WHAT TO PRODUCE :: Count the lines in the entries that contain the word "blue", treating uppercase and lowercase as different, and give only that number.

PROVIDED ENTRIES ::
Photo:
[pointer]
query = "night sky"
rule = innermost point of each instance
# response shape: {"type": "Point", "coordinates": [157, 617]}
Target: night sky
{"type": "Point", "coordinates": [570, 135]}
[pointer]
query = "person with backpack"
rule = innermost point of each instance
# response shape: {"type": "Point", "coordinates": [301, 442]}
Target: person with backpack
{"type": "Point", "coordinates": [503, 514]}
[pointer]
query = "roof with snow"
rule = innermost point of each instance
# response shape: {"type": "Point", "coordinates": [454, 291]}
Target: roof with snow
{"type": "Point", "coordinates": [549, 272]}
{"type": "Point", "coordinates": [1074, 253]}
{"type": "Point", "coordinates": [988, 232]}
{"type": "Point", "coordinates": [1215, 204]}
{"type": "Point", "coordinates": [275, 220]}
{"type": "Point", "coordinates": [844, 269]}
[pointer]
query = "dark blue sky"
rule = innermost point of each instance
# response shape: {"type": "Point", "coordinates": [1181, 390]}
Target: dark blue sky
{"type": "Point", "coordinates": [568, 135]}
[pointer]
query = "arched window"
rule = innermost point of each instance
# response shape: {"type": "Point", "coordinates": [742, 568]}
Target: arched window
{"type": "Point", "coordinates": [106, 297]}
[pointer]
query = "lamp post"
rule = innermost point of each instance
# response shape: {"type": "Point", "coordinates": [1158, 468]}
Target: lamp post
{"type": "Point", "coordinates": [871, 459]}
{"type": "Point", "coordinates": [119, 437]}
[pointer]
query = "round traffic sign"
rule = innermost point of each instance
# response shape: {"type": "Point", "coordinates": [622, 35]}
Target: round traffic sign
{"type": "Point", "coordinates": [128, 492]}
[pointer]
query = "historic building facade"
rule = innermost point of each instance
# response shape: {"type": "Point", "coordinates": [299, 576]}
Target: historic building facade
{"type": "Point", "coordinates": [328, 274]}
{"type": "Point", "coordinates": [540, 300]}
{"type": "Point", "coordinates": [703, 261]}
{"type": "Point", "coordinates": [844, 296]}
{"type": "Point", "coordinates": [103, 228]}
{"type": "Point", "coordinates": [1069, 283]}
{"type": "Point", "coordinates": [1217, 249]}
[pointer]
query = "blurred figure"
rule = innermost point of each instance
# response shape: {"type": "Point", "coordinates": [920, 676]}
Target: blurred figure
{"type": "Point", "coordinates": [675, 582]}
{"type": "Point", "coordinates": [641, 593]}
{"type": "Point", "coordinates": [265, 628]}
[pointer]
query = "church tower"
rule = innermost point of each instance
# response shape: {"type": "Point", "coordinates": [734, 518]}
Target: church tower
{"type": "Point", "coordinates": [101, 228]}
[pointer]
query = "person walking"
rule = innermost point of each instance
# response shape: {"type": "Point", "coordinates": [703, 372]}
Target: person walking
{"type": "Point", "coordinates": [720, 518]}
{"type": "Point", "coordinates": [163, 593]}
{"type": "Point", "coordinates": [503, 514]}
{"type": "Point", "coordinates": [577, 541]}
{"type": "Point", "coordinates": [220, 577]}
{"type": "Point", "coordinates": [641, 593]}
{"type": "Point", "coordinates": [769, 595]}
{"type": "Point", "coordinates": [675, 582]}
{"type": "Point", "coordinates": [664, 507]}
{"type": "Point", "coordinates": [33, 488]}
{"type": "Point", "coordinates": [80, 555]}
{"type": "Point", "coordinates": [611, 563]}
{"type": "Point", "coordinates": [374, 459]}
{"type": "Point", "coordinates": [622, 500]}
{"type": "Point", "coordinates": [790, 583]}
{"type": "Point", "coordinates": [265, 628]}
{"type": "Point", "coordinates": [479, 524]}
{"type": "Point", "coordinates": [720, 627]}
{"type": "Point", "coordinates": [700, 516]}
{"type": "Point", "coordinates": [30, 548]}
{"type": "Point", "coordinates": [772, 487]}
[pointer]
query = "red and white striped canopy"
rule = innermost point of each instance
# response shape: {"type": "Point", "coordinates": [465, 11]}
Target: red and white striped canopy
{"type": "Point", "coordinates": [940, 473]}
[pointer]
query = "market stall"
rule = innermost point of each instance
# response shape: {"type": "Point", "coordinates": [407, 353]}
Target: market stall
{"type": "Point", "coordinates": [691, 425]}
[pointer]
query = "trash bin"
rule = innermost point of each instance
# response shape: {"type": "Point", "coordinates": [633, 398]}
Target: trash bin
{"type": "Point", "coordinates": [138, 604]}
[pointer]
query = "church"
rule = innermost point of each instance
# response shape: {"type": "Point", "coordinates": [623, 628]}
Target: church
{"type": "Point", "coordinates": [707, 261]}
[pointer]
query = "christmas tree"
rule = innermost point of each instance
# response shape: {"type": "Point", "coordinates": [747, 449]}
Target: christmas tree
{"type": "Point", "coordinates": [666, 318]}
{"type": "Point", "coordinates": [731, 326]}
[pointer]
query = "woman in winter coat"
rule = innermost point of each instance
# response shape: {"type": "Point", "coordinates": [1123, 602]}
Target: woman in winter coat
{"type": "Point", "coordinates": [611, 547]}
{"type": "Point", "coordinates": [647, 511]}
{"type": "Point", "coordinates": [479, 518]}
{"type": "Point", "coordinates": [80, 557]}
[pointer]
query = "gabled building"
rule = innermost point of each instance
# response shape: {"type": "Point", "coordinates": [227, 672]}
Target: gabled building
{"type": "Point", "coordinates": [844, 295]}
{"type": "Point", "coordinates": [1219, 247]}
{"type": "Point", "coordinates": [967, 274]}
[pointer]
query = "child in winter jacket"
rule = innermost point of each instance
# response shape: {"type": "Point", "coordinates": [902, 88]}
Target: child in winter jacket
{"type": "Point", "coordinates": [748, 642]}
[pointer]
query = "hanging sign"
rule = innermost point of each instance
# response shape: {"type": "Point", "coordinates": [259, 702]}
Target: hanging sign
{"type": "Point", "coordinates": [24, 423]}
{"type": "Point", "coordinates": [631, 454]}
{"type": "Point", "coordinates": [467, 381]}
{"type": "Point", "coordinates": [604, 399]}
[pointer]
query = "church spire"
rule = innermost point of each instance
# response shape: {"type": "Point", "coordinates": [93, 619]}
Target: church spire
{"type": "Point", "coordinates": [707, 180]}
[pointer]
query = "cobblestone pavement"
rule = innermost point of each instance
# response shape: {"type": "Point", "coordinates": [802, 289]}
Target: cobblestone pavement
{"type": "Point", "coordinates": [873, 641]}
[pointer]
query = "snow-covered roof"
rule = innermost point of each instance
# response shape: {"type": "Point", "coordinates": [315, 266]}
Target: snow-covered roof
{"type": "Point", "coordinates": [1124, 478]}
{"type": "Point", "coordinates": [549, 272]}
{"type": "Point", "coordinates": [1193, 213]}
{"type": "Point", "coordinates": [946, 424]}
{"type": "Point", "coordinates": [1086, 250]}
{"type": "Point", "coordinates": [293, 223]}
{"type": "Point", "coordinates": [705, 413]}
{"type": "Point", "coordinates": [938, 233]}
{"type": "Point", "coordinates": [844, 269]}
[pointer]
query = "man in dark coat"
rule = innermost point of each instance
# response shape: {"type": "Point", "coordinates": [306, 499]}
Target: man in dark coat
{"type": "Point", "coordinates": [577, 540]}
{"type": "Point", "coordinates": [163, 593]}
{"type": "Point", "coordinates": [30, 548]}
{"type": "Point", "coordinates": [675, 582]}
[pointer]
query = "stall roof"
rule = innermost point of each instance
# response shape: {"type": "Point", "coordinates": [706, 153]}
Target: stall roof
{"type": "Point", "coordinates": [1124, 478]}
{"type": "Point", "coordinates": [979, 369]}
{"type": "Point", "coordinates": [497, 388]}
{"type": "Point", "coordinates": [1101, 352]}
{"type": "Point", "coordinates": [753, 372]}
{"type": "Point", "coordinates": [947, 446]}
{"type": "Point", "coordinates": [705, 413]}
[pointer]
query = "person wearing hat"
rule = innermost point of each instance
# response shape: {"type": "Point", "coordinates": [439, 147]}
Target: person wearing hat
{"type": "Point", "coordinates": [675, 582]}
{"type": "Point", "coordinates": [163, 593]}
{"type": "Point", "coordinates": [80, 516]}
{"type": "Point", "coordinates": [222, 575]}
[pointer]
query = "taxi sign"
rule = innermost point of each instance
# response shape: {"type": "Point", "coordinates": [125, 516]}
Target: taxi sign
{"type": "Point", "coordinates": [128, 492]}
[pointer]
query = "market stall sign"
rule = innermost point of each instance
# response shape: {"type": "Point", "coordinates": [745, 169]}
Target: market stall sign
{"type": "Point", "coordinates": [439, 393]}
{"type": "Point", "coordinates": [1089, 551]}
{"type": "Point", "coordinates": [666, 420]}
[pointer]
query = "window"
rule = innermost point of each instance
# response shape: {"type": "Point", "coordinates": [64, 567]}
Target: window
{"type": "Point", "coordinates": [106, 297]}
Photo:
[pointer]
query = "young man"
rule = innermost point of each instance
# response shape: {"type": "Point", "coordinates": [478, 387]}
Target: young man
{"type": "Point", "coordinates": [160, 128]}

==

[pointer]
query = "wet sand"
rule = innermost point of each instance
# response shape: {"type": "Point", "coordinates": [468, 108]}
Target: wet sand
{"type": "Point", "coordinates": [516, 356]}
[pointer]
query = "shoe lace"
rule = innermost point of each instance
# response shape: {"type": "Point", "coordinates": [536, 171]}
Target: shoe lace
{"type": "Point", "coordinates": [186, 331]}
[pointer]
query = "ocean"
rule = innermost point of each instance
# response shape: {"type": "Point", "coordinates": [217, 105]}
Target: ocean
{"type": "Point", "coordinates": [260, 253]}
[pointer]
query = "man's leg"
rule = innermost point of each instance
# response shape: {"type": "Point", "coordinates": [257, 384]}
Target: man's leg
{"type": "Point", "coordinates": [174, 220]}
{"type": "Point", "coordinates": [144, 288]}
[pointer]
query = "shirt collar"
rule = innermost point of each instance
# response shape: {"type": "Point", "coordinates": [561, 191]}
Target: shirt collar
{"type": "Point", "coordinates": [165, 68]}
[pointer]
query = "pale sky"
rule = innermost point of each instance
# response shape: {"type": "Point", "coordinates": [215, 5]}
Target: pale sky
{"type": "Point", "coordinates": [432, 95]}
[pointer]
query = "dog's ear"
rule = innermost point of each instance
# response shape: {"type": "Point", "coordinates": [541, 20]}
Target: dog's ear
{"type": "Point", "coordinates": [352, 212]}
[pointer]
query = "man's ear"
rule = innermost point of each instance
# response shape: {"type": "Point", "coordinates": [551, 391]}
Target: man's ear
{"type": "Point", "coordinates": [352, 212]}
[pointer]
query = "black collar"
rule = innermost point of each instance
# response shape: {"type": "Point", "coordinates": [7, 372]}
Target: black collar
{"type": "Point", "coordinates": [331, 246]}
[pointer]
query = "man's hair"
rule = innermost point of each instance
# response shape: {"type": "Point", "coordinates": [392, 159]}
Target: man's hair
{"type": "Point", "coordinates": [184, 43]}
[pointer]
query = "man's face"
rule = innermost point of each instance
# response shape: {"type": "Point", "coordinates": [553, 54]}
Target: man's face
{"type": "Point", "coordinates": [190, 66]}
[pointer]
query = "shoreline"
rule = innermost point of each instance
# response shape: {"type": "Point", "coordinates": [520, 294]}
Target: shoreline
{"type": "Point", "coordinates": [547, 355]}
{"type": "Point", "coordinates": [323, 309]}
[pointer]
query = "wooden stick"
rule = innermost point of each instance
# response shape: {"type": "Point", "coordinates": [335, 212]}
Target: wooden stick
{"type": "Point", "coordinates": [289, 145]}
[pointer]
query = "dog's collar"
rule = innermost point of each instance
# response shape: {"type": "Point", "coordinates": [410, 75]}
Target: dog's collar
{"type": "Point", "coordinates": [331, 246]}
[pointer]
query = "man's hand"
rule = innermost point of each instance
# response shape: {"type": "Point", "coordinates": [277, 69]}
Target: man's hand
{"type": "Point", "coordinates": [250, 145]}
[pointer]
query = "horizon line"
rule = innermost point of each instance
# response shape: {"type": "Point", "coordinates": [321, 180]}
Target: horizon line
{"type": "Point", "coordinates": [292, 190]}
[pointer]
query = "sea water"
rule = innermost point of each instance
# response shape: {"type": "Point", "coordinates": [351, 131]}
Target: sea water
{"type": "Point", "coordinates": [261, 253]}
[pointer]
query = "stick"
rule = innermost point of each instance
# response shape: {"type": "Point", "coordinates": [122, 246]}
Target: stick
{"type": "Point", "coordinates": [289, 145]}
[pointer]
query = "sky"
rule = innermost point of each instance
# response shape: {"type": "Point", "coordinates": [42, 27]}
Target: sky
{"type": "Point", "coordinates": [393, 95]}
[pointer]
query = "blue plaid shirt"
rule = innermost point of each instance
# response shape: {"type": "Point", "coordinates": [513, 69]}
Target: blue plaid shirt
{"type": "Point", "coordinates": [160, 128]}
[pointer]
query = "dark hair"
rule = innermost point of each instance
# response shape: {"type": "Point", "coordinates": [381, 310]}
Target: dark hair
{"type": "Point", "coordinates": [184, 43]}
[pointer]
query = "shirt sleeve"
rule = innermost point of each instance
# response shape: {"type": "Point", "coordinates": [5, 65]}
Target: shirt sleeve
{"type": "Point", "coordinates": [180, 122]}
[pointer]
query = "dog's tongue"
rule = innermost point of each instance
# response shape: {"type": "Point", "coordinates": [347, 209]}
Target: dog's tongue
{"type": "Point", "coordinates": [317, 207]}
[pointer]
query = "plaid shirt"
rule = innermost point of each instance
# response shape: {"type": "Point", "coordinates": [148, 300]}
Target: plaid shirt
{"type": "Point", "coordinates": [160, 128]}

EXERCISE SOLUTION :: 4